■ Document extract:
━━━

Funny you noticed the rear shock pogo-ing. I race an Alta Redshift MXR in Motocross/Arenacross and had a heck of a time finding a good rebound, compression and revalve setting on the shock to avoid the exact same issue and get comfortable at race speed. I think all the rotating mass of an ICE motor calms the rear and leaves suspension tuners scratching their heads when comparing the Dyno charts with a similar piston bike without actually riding the electric bike.
If I were able to afford it, I would like to have one of these as a second bike in my garage.
👍🏼 An Enérgica Ribelle is my primary bike and my FZ-07 is my secondary bike.
Battery size will decrease while capacity increases. Seems like almost daily that new battery patents are filed and new battery achievements are announced. Even oil companies are renaming to energy companies and investing in battery tech startups and R&D.

━━━

■ Data excerpt:
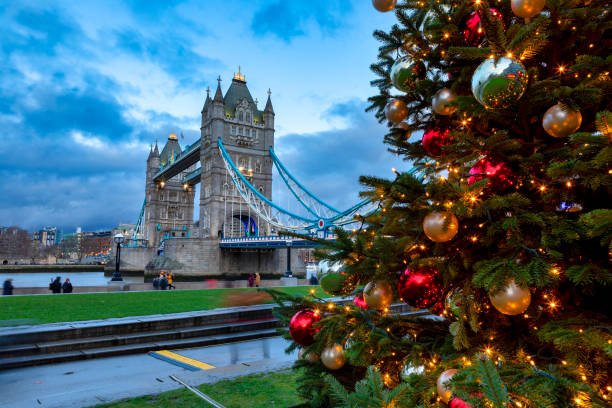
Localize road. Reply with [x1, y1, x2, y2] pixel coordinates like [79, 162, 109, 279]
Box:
[0, 337, 297, 408]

━━━

■ Work required: Pull out the part of the electric motorcycle comments that runs from "Funny you noticed" up to and including "my secondary bike.". Work only from the electric motorcycle comments, not from the data.

■ The solution:
Funny you noticed the rear shock pogo-ing. I race an Alta Redshift MXR in Motocross/Arenacross and had a heck of a time finding a good rebound, compression and revalve setting on the shock to avoid the exact same issue and get comfortable at race speed. I think all the rotating mass of an ICE motor calms the rear and leaves suspension tuners scratching their heads when comparing the Dyno charts with a similar piston bike without actually riding the electric bike.
If I were able to afford it, I would like to have one of these as a second bike in my garage.
👍🏼 An Enérgica Ribelle is my primary bike and my FZ-07 is my secondary bike.